**Задание A**
До какой цены за кружку мужики подняли молоко за 15 дней, согласно исходному тексту?
**Задание B**
Пожалуйста, перепечатайте из исходного текста отрывок от слов «9 июля. Кривая» до слов «дойдет, сказать трудно.» включительно.
------ Исходный текст ------
Рабочий другому, приглашая его садиться, на трамвае: «Ну, садись что ли, вот скоро тебе место освободится, вместо Рыкова сядешь».

9 июля. Кривая идет книзу быстрее, чем это казалось еще месяц назад. Уже прикрываются, навсегда или надолго, отдельные магазины и предприятия: «Винторг» на Петровке (вин уже нет!), б. аптекарский магазин Кельц, ныне маг. фабрики им. Семашко (нечем торговать), поговаривают об Эйнеме; некоторые фабрики свертываются.

Припасов нет. Мелочь серебряная исчезает из оборота. Сдачу не везде дают. Мужики, повысив за 15 дней молоко с 20 до 30 коп. за кружку, начинают неохотно брать деньги вообще, предпочитают предметы потребления (хлеб, сахар, конфеты, папиросы и, конечно, всякую мануфактуру).

Лавки стоят пустые. На «вольном рынке» (какая ирония в названии!) при высоких ценах длинные очереди. Недоедание у большинства населения — факт. Народ недоумевает, хмуреет и до чего дойдет, сказать трудно.

На всякий случай новейшие здания (институт Ленина, расширение «Моссовета» позади б. д. ген.-губернатора, все новые телеграфные станции и т. д.) все имеют плоскокрышные вышки — чрезвычайно удобные для пулеметов.

14 июля. Ответственный работник, получивший командировку на Украину, при получении соответствующего аккредитива был поражен предложением самого чиновника, дававшего аккредитив, выписать часть наличным серебром. На удивленный вопрос чиновник ответил, что на Украине, в городах, на рынке ничего не достанешь без серебра: там сдачи не дают, а серебро берут охотнее бумажек.
------ Приведённые записи ------
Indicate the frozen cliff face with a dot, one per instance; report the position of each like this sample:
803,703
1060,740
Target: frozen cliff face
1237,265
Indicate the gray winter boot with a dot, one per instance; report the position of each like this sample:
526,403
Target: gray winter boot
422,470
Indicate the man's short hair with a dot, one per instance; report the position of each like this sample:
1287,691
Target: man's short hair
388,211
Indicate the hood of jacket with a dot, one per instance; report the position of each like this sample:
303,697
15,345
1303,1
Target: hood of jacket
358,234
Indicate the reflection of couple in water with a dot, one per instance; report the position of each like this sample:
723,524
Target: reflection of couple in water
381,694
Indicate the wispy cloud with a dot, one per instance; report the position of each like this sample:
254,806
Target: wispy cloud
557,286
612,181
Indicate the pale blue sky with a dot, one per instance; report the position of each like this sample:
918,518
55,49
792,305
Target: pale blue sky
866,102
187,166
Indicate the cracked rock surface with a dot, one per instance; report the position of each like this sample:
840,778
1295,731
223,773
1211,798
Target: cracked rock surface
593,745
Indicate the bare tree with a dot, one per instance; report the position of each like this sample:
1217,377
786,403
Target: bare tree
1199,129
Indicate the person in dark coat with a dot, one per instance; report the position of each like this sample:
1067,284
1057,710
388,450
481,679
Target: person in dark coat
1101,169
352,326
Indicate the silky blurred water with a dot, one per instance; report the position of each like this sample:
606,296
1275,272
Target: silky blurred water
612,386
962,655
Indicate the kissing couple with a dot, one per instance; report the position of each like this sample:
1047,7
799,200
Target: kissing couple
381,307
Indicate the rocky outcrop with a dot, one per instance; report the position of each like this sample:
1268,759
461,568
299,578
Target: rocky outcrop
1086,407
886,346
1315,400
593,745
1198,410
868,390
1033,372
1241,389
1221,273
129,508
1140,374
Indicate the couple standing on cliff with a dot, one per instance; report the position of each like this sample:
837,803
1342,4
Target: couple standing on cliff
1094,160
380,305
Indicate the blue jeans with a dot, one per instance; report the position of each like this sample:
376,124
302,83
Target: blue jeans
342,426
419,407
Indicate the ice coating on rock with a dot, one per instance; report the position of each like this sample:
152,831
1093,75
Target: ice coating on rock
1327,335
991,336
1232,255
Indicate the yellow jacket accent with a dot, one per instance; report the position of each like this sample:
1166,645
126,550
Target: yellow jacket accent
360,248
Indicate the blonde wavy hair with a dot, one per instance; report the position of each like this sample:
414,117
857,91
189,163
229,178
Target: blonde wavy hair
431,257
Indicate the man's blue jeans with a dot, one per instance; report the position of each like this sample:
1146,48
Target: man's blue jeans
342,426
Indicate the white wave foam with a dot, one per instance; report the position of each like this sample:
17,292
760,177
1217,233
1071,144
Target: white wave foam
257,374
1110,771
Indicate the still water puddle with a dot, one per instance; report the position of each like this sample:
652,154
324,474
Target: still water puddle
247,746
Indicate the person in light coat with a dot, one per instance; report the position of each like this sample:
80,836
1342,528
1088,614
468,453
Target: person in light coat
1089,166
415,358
------
**Ответ A**
До 30 копеек за кружку.

**Ответ B**
9 июля. Кривая идет книзу быстрее, чем это казалось еще месяц назад. Уже прикрываются, навсегда или надолго, отдельные магазины и предприятия: «Винторг» на Петровке (вин уже нет!), б. аптекарский магазин Кельц, ныне маг. фабрики им. Семашко (нечем торговать), поговаривают об Эйнеме; некоторые фабрики свертываются.

Припасов нет. Мелочь серебряная исчезает из оборота. Сдачу не везде дают. Мужики, повысив за 15 дней молоко с 20 до 30 коп. за кружку, начинают неохотно брать деньги вообще, предпочитают предметы потребления (хлеб, сахар, конфеты, папиросы и, конечно, всякую мануфактуру).

Лавки стоят пустые. На «вольном рынке» (какая ирония в названии!) при высоких ценах длинные очереди. Недоедание у большинства населения — факт. Народ недоумевает, хмуреет и до чего дойдет, сказать трудно.